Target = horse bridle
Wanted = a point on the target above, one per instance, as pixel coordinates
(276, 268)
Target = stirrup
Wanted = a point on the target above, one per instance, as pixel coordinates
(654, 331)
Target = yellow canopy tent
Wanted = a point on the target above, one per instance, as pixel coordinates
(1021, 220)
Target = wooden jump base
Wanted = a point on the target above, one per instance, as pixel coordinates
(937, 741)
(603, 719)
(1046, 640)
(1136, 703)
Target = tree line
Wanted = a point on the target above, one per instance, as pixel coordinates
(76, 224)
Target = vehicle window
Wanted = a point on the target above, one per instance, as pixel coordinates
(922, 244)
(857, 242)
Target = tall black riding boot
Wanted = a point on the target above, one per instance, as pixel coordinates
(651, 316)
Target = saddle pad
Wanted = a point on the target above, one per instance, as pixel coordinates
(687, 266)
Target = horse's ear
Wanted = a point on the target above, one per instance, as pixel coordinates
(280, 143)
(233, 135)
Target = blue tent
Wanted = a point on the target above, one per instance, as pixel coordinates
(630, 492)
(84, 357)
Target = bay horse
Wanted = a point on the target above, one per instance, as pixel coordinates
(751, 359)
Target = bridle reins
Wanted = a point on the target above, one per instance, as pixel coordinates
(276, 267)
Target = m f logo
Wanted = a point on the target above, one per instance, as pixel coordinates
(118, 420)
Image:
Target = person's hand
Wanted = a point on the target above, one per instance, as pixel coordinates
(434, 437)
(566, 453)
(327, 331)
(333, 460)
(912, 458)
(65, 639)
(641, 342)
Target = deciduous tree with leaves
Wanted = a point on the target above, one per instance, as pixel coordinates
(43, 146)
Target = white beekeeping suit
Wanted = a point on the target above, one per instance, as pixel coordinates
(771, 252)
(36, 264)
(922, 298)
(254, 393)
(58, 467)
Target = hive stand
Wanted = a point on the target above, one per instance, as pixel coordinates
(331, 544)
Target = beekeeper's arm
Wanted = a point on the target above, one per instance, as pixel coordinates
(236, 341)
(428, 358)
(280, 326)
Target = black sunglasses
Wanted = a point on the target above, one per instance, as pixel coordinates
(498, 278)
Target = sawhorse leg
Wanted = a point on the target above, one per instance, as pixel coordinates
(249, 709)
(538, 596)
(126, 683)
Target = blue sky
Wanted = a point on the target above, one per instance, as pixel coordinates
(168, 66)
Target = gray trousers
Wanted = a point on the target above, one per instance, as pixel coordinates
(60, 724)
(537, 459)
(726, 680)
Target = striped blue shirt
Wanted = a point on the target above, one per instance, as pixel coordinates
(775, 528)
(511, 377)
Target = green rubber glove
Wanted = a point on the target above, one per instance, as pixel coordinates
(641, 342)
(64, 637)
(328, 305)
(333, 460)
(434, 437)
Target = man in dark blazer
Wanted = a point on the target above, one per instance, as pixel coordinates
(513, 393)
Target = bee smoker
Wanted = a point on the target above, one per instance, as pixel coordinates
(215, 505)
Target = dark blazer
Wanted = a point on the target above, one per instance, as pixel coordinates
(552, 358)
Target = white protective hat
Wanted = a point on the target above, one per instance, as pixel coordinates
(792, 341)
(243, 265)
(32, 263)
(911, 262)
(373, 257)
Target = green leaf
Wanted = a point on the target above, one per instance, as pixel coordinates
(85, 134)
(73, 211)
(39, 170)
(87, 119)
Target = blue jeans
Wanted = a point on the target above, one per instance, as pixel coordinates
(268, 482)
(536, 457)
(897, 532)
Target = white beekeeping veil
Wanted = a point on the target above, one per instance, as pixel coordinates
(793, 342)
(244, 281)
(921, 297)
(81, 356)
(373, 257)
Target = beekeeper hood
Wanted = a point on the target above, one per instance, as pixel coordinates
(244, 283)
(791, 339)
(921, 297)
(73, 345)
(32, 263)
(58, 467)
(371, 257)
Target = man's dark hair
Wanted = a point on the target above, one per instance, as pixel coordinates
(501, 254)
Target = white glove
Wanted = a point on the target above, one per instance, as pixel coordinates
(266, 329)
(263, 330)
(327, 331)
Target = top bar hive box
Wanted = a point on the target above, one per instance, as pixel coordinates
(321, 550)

────────────────

## Work order:
Every single line in the records above must be written out exactly.

## Finished exercise:
Target = horse bridle
Wanted = a point on the target above, one per instance, as pixel coordinates
(276, 268)
Target = stirrup
Wanted = a point on the target above, one per instance, as pixel coordinates
(654, 331)
Target = yellow canopy tent
Wanted = a point on the target above, one per instance, as pixel coordinates
(1021, 220)
Target = wooden jump base
Wanted = a point on the target above, one per instance, as pixel coordinates
(937, 741)
(603, 719)
(1046, 640)
(1136, 703)
Target = tree line
Wanted = a point on the target above, one per instance, as pixel coordinates
(76, 224)
Target = vehicle window
Wanted = a point on the target above, one per instance, as pixel coordinates
(922, 244)
(857, 242)
Target = tall black riding boot
Wanted = a point on the target above, one per instance, as pixel coordinates
(651, 316)
Target = saddle pad
Wanted = a point on the target above, one per instance, as pixel coordinates
(687, 266)
Target = horse's ear
Wanted = a point on the target above, one per instance, as pixel coordinates
(280, 143)
(233, 135)
Target = blue tent
Wanted = a point on the target above, one per instance, as pixel coordinates
(630, 492)
(84, 357)
Target = bay horse
Wanted = a point on the target above, one per instance, as pixel coordinates
(751, 359)
Target = bridle reins
Wanted = a point on the target above, one per instance, as pixel coordinates
(276, 267)
Target = m f logo
Wanted = a point on the target above, one per instance, as pixel coordinates
(118, 420)
Image:
Target = person's hand
Wanted = a point on the target above, one per instance, as pixel coordinates
(434, 437)
(566, 453)
(327, 331)
(333, 460)
(912, 458)
(65, 639)
(641, 342)
Target = deciduous tree with leaves
Wanted = a point on the target above, one per instance, as pixel coordinates
(43, 146)
Target = white beekeeping suit
Wanted = a point on the target above, one per instance, as pixel coordinates
(771, 252)
(36, 264)
(922, 298)
(254, 393)
(58, 467)
Target = hive stand
Wanted = a point on the target above, one per instance, as pixel coordinates
(331, 544)
Target = beekeeper's arm
Wanted = a point on the target above, one per instance, as pixel coordinates
(236, 341)
(428, 358)
(280, 326)
Target = black sunglasses
Wanted = a point on the target above, one per instance, as pixel coordinates
(498, 278)
Target = sawhorse leg
Wanted = a point on the target above, one per instance, as pixel coordinates
(249, 709)
(538, 596)
(126, 683)
Target = blue sky
Wanted = a point on the target above, one per instance, as pixel coordinates
(168, 66)
Target = gray trousers
Wanted = a point on the target above, one per instance, as pixel coordinates
(60, 724)
(537, 459)
(726, 680)
Target = striped blue shirt
Wanted = a point on the target above, one per instance, as pixel coordinates
(775, 528)
(511, 377)
Target = green rubber glove
Wanted = a point on the target above, one per instance, as pixel coordinates
(641, 342)
(64, 637)
(328, 305)
(333, 460)
(434, 437)
Target = man in dark blazer
Wanted = a point on the target above, one per instance, as pixel coordinates
(513, 393)
Target = bee smoker
Wanted = a point on the target above, one per instance, as pixel coordinates
(215, 505)
Target = dark blazer
Wanted = a point on the target above, one per instance, as pixel coordinates
(552, 358)
Target = white protective hat
Wanted = a point on the target above, one per instance, as pixel coordinates
(792, 341)
(243, 265)
(32, 263)
(911, 262)
(373, 257)
Target = green leaf
Wanted = a point on the target above, one per instance, as pixel coordinates
(85, 134)
(73, 211)
(39, 170)
(87, 119)
Target = blue jeans
Wanted = a point on the target above, one per instance, as pixel coordinates
(268, 482)
(536, 457)
(897, 532)
Target = white beekeeping veil
Wanted = a point on the target above, one per instance, as pixel coordinates
(793, 342)
(244, 281)
(921, 297)
(81, 356)
(373, 257)
Target = beekeeper hood
Wanted = a point on the target above, one per instance, as pixel coordinates
(244, 283)
(791, 339)
(921, 297)
(73, 345)
(32, 263)
(58, 467)
(371, 257)
Target = man's dark hair
Wanted = a point on the target above, one per instance, as pixel coordinates
(501, 254)
Target = white glove
Wanted = a point on the target above, one per instance, as pixel coordinates
(266, 329)
(263, 330)
(327, 331)
Target = top bar hive box
Wanted = a point on the target above, one per instance, as pixel coordinates
(321, 550)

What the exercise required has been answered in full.